Rewrite the data below as a numbered list, leaving out any blank lines.

**DATA PROVIDED**
-------
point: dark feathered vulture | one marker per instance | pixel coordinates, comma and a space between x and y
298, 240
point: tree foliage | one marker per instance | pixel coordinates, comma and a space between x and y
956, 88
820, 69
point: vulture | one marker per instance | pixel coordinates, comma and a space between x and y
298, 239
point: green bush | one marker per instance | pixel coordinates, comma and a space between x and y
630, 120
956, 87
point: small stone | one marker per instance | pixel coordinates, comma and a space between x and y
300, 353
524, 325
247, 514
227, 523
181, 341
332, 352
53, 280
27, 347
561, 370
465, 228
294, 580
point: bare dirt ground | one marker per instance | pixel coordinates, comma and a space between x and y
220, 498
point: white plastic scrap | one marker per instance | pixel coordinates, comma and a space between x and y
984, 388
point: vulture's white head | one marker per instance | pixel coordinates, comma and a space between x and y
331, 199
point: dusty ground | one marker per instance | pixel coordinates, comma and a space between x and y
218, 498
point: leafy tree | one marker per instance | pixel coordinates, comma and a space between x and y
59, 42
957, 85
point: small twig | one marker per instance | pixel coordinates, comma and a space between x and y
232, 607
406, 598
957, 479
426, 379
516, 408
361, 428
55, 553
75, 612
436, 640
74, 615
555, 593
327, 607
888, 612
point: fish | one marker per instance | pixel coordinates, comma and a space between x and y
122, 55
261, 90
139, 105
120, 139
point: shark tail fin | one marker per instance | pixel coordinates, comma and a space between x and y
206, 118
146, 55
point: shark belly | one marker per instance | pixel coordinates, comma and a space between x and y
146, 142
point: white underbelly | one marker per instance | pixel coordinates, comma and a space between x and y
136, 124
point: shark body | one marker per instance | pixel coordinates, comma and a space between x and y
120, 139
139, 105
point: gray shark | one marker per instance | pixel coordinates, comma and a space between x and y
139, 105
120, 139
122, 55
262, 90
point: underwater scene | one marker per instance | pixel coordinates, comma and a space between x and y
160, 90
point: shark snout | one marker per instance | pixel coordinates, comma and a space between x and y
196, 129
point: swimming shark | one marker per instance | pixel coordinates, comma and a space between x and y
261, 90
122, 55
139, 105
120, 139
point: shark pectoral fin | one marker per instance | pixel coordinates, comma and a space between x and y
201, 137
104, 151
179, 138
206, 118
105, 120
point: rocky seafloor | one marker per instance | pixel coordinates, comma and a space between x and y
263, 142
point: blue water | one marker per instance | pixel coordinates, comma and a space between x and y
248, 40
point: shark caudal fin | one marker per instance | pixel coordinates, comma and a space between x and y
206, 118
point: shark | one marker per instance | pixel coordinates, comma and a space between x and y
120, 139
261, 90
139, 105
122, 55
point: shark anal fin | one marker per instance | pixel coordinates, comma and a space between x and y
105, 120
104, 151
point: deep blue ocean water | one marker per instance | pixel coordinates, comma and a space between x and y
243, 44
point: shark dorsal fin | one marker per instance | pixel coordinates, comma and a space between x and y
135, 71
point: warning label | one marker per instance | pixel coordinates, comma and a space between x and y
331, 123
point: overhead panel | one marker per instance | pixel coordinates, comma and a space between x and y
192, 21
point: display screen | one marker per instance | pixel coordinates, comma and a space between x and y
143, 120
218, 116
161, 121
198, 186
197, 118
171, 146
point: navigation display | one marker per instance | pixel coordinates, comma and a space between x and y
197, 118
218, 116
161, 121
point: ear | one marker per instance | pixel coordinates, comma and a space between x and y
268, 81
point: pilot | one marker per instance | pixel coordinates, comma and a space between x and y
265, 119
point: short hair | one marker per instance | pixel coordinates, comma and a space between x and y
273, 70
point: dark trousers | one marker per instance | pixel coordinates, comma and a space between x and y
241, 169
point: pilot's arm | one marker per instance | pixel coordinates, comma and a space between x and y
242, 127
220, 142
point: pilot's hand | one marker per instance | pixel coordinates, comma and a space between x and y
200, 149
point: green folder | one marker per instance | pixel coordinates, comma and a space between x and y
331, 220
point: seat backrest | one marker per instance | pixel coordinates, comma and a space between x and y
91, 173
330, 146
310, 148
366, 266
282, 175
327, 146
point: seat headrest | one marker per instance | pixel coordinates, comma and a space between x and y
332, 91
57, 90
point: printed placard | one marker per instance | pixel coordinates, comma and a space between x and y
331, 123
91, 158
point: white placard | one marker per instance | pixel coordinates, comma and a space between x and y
-------
**EXPECTED ANSWER**
1. point: dark feathered vulture | one marker per instance | pixel coordinates, comma and a space between x and y
2. 298, 240
3. point: tree foliage | one marker per instance | pixel coordinates, comma and a space between x and y
4. 956, 88
5. 820, 69
6. point: vulture | one marker per instance | pixel coordinates, comma and a space between x and y
7. 298, 239
8. point: green bush | one marker per instance | pixel coordinates, comma and a space between x and y
9. 630, 120
10. 956, 87
11. point: small stone | one marker per instance | pixel coordinates, comma and a space between x and y
12. 300, 353
13. 524, 325
14. 247, 514
15. 227, 523
16. 181, 341
17. 332, 352
18. 53, 280
19. 27, 347
20. 561, 370
21. 465, 228
22. 294, 580
23. point: bare dirt ground | one marker per instance | pixel coordinates, comma and a space between x and y
24. 220, 498
25. point: white plastic scrap | one marker per instance | pixel coordinates, comma and a space between x and y
26. 984, 388
27. point: vulture's white head | one marker per instance | pixel coordinates, comma and a space between x and y
28. 331, 199
29. point: dusty ground | one marker per instance | pixel coordinates, comma and a space between x and y
30. 218, 498
31. point: leafy tree | one marker per instance | pixel coordinates, comma and a space between x and y
32. 59, 42
33. 957, 85
34. point: small twig | one marker per instance | pixel coordinates, comma and a space between x and y
35. 232, 607
36. 406, 598
37. 957, 479
38. 426, 379
39. 516, 408
40. 361, 428
41. 55, 553
42. 75, 612
43. 436, 640
44. 74, 615
45. 555, 593
46. 327, 607
47. 888, 612
48. point: fish | one marker per instance | pixel coordinates, comma and a space between x and y
49. 122, 55
50. 261, 90
51. 139, 105
52. 120, 139
53. point: shark tail fin | one marker per instance | pixel coordinates, comma and a space between x and y
54. 206, 118
55. 146, 55
56. point: shark belly | one marker per instance | pixel coordinates, comma and a space between x and y
57. 146, 142
58. point: white underbelly | one marker per instance | pixel coordinates, comma and a space between x and y
59. 136, 124
60. point: shark body | one marker per instance | pixel coordinates, comma and a space between x and y
61. 120, 139
62. 139, 105
63. point: gray shark | one marker per instance | pixel coordinates, comma and a space between x and y
64. 139, 105
65. 120, 139
66. 122, 55
67. 262, 90
68. point: underwater scene | one marker per instance | pixel coordinates, comma and a space between x and y
69. 160, 90
70. point: shark snout | one marker per instance | pixel coordinates, comma and a space between x and y
71. 196, 129
72. point: swimming shark | one marker per instance | pixel coordinates, comma and a space between x and y
73. 261, 90
74. 122, 55
75. 139, 105
76. 120, 139
77. point: shark pectoral fin | one marker per instance | pixel coordinates, comma and a space between x and y
78. 201, 137
79. 104, 151
80. 179, 138
81. 206, 118
82. 105, 120
83. point: rocky seafloor | one marker per instance | pixel coordinates, comma and a space between x and y
84. 263, 142
85. point: blue water | one marker per instance | pixel coordinates, comma and a space between x and y
86. 248, 40
87. point: shark caudal fin | one marker per instance | pixel coordinates, comma and a space between x and y
88. 206, 118
89. point: shark | one marker per instance | pixel coordinates, comma and a space between x and y
90. 120, 139
91. 261, 90
92. 139, 105
93. 122, 55
94. point: shark anal fin | one marker per instance | pixel coordinates, comma and a space between x and y
95. 105, 120
96. 104, 151
97. point: deep blue ocean water | one marker per instance | pixel coordinates, comma and a space between x and y
98. 243, 44
99. point: shark dorsal fin | one marker per instance | pixel coordinates, comma and a space between x and y
100. 135, 71
101. point: warning label | one marker per instance | pixel coordinates, comma and a space between x and y
102. 331, 123
103. point: overhead panel | one marker per instance | pixel coordinates, comma and a space between x and y
104. 192, 21
105. point: display screen | one marker per instance | pixel coordinates, comma and a space between x and y
106. 143, 120
107. 218, 116
108. 161, 121
109. 198, 186
110. 197, 118
111. 171, 146
112. point: navigation display | one marker per instance | pixel coordinates, comma and a space between x and y
113. 197, 118
114. 218, 116
115. 161, 121
116. point: ear | one marker per instance | pixel coordinates, comma and a space between x and y
117. 268, 81
118. point: pilot | one marker per instance | pixel coordinates, comma and a space between x and y
119. 265, 119
120. point: short hair | one marker per instance | pixel coordinates, comma and a space between x and y
121. 273, 70
122. point: dark trousers | one marker per instance | pixel coordinates, comma and a space between x and y
123. 241, 169
124. point: pilot's arm | one marker per instance | pixel coordinates, comma and a space between x and y
125. 242, 127
126. 220, 142
127. point: pilot's hand | one marker per instance | pixel coordinates, comma and a space between x and y
128. 200, 149
129. point: green folder | one marker per instance | pixel coordinates, comma and a space between x and y
130. 331, 220
131. point: seat backrest | one marker per instance | pixel coordinates, comma and a space between x and y
132. 91, 173
133. 330, 146
134. 310, 148
135. 366, 266
136. 282, 175
137. 327, 146
138. point: seat headrest | one marker per instance | pixel coordinates, comma and a space between x and y
139. 332, 91
140. 57, 90
141. point: printed placard | one marker per instance | pixel coordinates, comma and a space between x and y
142. 331, 123
143. 91, 158
144. point: white placard | one marker per instance | pixel coordinates, comma and a space between x and y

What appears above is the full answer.